Material for this task section start

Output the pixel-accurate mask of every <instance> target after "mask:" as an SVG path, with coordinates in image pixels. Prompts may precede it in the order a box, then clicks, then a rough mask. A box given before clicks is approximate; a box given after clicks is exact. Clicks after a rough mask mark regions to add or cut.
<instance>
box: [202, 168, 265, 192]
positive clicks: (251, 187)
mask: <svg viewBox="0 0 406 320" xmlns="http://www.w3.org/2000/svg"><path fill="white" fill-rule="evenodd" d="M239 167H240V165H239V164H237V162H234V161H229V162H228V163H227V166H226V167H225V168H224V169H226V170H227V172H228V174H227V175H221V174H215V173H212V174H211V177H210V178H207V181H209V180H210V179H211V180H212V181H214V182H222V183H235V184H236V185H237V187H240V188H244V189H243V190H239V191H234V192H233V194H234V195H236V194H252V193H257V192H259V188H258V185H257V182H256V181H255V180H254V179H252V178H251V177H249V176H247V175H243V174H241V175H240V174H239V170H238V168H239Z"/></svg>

Material for this task section end
Material for this task section start

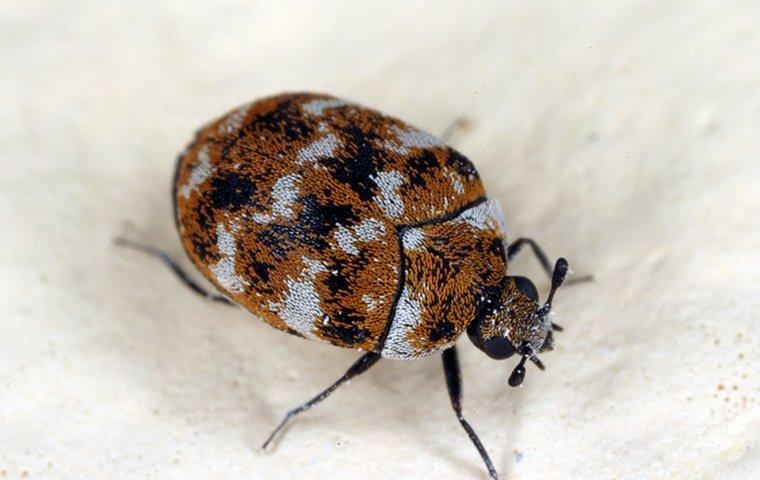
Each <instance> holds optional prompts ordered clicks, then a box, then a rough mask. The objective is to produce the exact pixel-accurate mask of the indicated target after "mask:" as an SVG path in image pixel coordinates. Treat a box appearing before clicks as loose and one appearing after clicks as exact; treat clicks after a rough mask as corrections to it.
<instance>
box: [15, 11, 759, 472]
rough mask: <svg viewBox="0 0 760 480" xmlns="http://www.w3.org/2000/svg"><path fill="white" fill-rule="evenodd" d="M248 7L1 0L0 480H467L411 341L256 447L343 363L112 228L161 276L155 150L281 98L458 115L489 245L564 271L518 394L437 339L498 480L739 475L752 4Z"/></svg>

Material for this task section end

__Assigned task__: The lines above starting at the one that contains "Each <instance> holds" and ending at the one that contains "box: [15, 11, 759, 472]" must be transcribed exactly, and no other lines may appear.

__Output of the task__:
Each <instance> holds optional prompts ordered clicks, then a box, then a rough mask. The objective is to produce the exact pixel-accurate mask of the indicated target after "mask:" as an SVG path in image pixel coordinates. Treat a box appearing before clicks as loose and one appearing after clicks as exact; treat clicks after a rough mask as corrections to it.
<instance>
box: [15, 11, 759, 472]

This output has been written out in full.